_Given information_
• • • • •
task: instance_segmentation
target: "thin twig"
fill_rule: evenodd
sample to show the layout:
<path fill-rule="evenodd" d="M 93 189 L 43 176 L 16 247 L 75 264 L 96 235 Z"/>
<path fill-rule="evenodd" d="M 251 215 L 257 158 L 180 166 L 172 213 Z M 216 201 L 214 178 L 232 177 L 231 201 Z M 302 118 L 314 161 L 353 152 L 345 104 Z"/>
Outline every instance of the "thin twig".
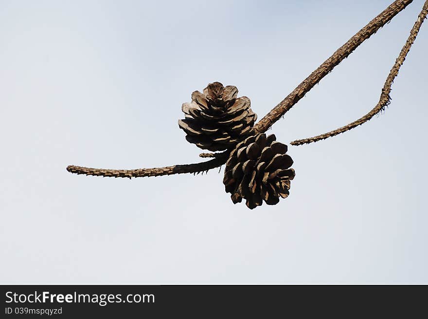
• • • • •
_Exercise prompt_
Reproduce the lines above verbatim, omitting the pictures from your answer.

_Task answer_
task: instance_segmentation
target: "thin twig"
fill_rule: evenodd
sample to show the layout:
<path fill-rule="evenodd" d="M 93 189 L 43 176 L 16 247 L 75 264 L 96 235 Z"/>
<path fill-rule="evenodd" d="M 251 215 L 257 158 L 180 166 L 172 213 Z M 216 201 L 214 178 L 232 177 L 231 201 Z M 302 118 L 314 161 L 353 152 L 345 104 Z"/>
Outline every instance of the "thin twig".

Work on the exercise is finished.